BEGIN Extracted entries
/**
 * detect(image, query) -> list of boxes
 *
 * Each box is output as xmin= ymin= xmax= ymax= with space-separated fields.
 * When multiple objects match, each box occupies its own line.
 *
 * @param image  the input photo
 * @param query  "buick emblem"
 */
END Extracted entries
BEGIN Extracted entries
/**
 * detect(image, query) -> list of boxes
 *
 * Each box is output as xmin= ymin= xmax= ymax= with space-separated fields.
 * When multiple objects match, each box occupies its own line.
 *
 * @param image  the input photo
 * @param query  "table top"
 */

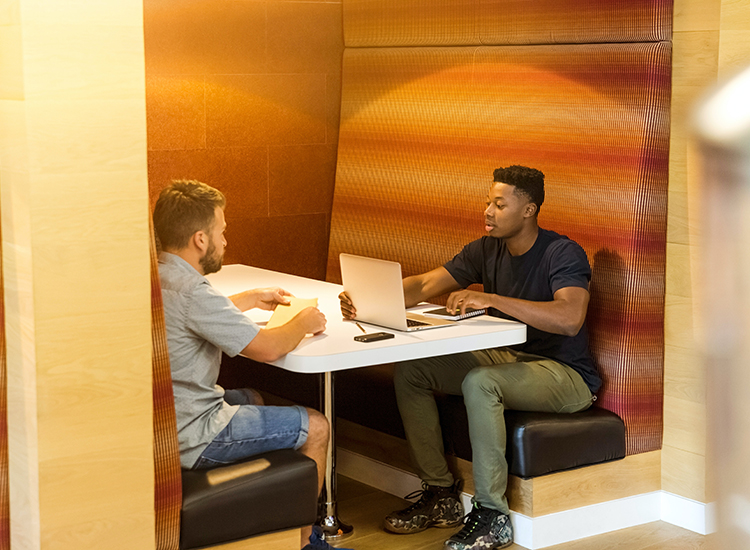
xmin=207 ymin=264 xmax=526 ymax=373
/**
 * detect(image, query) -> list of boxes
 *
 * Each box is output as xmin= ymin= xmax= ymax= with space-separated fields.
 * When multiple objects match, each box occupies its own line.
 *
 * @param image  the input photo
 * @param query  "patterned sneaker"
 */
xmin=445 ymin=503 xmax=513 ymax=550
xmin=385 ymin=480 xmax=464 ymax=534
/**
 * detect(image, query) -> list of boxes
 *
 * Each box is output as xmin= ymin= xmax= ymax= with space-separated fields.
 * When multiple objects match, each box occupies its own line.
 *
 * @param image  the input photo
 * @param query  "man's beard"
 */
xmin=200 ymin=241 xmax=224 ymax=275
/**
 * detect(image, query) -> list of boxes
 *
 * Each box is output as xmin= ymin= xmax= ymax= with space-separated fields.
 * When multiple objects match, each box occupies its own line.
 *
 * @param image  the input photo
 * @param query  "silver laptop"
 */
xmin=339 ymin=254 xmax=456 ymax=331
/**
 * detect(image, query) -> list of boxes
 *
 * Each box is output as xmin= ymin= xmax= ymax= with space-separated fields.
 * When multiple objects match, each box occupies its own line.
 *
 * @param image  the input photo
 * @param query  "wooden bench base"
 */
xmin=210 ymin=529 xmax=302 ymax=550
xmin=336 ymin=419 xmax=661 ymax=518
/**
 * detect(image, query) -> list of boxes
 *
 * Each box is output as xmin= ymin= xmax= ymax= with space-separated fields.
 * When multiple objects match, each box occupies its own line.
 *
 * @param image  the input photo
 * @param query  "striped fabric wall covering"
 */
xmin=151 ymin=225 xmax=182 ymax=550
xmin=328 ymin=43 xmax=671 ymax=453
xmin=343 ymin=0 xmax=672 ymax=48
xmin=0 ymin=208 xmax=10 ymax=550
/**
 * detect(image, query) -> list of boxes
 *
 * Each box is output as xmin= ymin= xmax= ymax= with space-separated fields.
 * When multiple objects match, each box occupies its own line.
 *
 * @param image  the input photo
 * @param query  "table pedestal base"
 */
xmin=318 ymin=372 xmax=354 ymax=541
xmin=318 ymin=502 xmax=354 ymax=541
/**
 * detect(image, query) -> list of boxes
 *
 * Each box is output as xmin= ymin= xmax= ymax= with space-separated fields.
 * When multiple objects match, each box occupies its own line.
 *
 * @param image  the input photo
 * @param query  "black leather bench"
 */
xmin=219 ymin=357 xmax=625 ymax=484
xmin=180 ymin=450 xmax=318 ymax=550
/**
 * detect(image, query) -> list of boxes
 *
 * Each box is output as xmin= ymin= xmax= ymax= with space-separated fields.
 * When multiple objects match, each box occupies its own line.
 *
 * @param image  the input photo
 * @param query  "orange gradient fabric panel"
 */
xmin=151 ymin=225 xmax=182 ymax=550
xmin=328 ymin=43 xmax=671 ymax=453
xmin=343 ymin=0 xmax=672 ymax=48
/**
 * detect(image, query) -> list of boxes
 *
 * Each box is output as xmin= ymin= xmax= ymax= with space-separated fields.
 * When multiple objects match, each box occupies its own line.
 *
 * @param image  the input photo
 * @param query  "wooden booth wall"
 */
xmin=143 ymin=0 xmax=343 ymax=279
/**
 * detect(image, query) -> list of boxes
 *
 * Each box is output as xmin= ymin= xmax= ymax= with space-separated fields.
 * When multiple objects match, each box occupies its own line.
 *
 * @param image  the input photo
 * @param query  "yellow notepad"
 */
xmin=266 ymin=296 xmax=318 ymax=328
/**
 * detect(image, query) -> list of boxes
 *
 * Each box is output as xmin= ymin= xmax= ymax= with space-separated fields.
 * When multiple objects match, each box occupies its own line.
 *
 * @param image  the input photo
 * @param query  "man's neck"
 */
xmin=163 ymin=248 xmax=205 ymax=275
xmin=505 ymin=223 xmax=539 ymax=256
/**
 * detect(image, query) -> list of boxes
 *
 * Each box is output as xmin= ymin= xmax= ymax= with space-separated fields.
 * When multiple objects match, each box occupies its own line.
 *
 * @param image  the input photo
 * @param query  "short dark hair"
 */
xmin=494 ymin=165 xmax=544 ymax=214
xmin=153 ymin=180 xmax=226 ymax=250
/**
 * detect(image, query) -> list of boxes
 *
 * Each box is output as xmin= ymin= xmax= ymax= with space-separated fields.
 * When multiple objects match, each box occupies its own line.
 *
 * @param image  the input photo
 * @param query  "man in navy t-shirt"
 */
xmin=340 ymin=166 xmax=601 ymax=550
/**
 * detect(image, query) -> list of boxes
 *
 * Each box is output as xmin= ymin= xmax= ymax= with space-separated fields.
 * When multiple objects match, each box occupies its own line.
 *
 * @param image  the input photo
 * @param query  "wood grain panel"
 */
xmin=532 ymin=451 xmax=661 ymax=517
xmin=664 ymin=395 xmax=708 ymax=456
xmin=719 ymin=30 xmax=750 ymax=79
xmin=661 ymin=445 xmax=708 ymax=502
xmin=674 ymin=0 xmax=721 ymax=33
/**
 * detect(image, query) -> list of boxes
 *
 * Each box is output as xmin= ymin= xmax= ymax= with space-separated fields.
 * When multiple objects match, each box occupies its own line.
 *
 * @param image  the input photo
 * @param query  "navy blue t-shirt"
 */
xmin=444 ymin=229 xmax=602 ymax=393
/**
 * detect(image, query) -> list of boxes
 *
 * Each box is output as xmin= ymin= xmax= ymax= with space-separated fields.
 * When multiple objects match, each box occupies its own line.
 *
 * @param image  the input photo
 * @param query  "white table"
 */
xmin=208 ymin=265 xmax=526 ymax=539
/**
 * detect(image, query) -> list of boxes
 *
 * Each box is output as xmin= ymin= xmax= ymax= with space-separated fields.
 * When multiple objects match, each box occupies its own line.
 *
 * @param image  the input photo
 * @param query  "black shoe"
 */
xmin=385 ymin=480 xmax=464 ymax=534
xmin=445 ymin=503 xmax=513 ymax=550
END Extracted entries
BEGIN Extracted entries
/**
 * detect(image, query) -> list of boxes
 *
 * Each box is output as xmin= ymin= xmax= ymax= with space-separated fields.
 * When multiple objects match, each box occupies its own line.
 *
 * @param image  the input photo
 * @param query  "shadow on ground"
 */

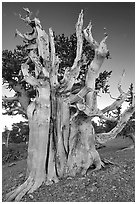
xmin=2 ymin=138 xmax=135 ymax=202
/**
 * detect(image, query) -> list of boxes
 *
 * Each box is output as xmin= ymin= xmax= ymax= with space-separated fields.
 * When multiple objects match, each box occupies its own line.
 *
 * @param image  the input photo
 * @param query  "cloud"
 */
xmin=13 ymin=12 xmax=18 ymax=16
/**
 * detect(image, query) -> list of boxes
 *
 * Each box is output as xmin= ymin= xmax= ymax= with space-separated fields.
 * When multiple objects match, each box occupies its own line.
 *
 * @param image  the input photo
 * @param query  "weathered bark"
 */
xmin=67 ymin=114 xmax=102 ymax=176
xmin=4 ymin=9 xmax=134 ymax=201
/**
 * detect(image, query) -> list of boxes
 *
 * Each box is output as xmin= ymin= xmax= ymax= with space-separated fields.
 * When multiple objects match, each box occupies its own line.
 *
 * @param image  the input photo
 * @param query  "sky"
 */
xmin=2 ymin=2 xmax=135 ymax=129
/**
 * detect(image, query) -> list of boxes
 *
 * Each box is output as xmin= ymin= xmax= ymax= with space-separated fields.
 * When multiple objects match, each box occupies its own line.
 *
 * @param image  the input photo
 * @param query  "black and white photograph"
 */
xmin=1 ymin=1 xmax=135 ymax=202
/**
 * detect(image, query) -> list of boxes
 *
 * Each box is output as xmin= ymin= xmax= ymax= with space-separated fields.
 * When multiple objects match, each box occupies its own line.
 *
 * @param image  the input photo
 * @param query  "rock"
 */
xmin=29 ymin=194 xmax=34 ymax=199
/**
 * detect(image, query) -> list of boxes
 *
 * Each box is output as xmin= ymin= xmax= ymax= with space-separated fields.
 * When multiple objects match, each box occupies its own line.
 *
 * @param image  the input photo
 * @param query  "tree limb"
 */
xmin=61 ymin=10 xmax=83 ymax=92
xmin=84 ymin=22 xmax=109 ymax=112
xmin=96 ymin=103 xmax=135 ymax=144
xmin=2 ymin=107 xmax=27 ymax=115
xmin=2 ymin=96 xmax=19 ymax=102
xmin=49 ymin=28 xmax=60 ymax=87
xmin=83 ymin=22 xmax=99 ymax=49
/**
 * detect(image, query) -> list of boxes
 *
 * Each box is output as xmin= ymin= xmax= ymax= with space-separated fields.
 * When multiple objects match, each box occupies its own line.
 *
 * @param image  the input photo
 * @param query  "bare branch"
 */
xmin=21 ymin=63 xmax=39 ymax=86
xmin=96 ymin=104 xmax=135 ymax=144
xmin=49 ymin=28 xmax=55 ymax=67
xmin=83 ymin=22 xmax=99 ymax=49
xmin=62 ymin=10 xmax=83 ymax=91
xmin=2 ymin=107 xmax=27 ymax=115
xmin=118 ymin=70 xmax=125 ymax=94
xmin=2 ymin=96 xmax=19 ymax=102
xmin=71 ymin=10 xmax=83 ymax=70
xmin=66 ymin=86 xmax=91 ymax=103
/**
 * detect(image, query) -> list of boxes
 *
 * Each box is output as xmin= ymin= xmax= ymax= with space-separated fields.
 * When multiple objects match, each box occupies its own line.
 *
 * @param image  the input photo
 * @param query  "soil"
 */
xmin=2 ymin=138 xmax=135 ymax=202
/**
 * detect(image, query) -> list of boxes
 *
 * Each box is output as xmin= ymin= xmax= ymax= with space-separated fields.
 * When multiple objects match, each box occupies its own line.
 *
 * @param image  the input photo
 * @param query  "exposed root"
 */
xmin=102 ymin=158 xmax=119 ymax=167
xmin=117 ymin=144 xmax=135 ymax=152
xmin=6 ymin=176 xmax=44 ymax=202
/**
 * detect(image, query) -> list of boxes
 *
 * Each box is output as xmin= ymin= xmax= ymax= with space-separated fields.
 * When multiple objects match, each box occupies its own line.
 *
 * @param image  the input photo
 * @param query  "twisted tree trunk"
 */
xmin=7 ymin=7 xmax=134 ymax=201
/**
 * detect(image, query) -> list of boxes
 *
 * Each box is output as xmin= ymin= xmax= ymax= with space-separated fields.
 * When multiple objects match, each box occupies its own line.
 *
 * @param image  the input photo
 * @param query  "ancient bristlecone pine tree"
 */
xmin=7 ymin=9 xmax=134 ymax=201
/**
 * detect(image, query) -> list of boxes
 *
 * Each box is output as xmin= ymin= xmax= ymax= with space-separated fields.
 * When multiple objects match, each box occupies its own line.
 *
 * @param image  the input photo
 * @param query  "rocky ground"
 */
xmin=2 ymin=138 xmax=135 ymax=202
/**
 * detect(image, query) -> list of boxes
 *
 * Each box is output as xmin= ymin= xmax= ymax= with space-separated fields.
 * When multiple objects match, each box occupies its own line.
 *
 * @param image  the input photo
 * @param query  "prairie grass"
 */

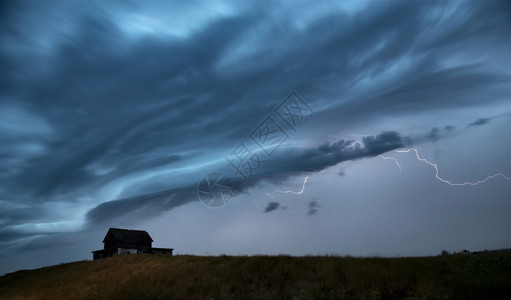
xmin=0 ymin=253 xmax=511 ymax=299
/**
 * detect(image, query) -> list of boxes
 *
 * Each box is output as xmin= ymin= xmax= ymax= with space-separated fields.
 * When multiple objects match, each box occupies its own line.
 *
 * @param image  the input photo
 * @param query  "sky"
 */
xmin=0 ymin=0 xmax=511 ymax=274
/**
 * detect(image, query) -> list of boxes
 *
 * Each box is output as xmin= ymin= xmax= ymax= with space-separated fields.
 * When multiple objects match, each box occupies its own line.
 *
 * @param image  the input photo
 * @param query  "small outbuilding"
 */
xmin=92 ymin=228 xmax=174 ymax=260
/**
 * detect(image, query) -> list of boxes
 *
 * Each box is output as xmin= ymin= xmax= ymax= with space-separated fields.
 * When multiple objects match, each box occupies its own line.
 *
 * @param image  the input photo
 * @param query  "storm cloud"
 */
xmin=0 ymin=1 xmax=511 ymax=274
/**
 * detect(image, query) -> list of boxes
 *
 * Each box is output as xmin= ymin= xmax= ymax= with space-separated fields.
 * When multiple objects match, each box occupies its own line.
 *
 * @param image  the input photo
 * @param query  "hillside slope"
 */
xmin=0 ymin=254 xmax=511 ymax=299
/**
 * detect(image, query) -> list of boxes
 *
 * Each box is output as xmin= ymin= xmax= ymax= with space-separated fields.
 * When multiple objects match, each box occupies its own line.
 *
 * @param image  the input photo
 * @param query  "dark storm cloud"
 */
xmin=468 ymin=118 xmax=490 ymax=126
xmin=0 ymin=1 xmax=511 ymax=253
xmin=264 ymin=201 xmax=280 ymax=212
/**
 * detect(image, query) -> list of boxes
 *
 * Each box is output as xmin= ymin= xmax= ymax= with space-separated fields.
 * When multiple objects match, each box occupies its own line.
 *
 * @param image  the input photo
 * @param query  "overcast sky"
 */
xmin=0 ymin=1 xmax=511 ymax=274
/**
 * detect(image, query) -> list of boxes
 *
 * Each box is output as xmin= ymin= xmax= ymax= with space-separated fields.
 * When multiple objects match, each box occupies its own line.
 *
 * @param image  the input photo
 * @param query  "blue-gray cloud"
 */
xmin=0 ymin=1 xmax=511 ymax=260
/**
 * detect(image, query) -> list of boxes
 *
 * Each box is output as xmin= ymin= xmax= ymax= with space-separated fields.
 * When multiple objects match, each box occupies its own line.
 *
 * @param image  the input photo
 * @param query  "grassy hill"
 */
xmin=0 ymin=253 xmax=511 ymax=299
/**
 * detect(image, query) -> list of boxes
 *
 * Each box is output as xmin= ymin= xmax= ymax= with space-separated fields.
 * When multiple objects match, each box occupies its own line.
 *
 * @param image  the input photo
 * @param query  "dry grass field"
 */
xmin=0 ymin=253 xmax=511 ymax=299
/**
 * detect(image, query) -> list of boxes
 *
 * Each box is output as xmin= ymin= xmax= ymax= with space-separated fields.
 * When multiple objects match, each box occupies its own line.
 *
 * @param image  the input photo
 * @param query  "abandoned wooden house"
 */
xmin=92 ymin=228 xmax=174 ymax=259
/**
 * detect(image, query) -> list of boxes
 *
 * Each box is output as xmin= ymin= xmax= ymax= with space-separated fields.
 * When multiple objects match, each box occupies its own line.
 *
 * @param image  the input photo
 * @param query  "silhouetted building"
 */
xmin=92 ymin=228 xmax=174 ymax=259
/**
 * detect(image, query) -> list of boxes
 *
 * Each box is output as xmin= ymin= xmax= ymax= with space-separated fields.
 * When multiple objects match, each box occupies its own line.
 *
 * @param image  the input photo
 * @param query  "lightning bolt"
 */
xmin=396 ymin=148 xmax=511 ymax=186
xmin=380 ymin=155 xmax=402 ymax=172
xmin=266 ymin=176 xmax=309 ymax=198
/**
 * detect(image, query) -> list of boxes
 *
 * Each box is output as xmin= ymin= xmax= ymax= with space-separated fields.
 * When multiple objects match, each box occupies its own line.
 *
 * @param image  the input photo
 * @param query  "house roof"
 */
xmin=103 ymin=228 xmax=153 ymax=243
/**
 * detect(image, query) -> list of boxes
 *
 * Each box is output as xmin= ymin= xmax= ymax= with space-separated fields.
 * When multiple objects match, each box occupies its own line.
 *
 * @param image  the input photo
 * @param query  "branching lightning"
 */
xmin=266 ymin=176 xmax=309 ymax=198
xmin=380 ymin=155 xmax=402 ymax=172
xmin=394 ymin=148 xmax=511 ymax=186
END Extracted entries
> **Written request**
Locate every line in the material above that contains the string "dark", and copy each of those lines.

> **Output for this task**
 * @param query  "short dark hair"
 * @param query  "dark storm cloud"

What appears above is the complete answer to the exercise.